Records provided ▸

....

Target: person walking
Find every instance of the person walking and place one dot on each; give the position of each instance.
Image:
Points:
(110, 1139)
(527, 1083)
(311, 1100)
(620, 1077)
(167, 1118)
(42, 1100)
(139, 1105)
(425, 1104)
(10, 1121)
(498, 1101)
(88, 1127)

....

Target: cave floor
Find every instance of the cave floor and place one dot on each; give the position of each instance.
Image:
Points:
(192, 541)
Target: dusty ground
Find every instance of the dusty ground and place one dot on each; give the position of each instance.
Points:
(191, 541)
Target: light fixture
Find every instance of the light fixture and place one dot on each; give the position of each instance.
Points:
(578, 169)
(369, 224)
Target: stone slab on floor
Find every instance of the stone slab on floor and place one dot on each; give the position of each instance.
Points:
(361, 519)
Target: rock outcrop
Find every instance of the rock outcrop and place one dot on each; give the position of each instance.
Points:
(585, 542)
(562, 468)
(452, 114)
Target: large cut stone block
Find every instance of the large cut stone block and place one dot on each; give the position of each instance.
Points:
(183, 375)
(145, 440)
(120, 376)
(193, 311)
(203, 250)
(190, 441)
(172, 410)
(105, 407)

....

Exercise description ▸ Pick out each line in the rows above that contains the string "walking" and copy those lines. The match is case-sensitive.

Correct response ▸
Target: person walking
Find every instance of the person walking and place one dot on each; give the position of each instance.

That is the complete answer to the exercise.